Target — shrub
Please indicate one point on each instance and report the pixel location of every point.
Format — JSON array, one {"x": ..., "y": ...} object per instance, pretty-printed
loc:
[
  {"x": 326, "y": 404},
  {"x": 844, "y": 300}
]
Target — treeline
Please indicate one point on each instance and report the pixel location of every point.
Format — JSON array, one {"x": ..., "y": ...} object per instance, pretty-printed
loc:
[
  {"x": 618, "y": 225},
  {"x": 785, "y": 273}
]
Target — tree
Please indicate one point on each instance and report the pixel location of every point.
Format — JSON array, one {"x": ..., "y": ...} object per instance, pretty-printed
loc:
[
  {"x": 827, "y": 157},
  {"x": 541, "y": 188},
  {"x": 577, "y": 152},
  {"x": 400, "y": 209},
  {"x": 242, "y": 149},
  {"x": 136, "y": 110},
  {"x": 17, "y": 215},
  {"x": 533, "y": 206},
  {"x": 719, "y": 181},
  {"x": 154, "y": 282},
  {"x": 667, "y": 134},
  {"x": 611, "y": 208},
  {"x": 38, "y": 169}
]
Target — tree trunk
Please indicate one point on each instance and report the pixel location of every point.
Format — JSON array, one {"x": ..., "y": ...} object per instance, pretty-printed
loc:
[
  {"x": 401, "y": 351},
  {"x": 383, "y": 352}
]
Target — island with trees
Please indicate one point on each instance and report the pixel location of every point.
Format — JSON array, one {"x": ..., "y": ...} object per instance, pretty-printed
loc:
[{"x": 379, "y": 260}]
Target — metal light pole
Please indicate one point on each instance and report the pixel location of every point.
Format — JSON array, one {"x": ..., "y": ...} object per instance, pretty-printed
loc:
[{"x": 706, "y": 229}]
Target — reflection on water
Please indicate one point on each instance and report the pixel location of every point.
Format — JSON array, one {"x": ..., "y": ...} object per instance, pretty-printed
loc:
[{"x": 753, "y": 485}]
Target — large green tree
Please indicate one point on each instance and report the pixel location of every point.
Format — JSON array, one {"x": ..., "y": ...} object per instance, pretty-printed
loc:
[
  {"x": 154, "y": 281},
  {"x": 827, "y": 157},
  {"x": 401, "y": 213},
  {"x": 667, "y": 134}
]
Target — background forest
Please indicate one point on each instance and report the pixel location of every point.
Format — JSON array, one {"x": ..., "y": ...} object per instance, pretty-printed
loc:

[WORK TO DO] Starting with the line that contains "Target — tree trunk", output every line through the end of the listing above, unchanged.

[FULL RESPONSE]
Target — tree trunk
Please indicate one point on each instance and report the pixel location of every point.
Format — JSON array, one {"x": ..., "y": ...} object per instance, pretty-printed
loc:
[
  {"x": 401, "y": 351},
  {"x": 383, "y": 352}
]
Target — island with trees
Please indicate one point on each instance and report the pixel location of every point.
Format — JSON array, one {"x": ..., "y": ...} object per instance, pretty-printed
loc:
[{"x": 379, "y": 260}]
Target — metal light pole
Please indicate one point on each instance and report the pixel location of every point.
Format — JSON array, one {"x": ..., "y": ...} object per instance, pretty-printed
loc:
[{"x": 706, "y": 229}]
Target — reflection on water
Please indicate one point on each instance and report the pixel location of every point.
Format — JSON array, one {"x": ..., "y": ...} object per instance, pretty-printed
loc:
[{"x": 753, "y": 485}]
Target — large green tree
Please indicate one point on each instance and report the pixel location of every point.
Format — JSON array, one {"x": ..., "y": ...} object per instance, pretty-printed
loc:
[
  {"x": 154, "y": 281},
  {"x": 827, "y": 157},
  {"x": 401, "y": 213},
  {"x": 667, "y": 134}
]
Target — background forest
Please indicate one point on each instance and report the pixel location of every point.
Format — JSON array, one {"x": ..., "y": ...} object per instance, pretty-printed
loc:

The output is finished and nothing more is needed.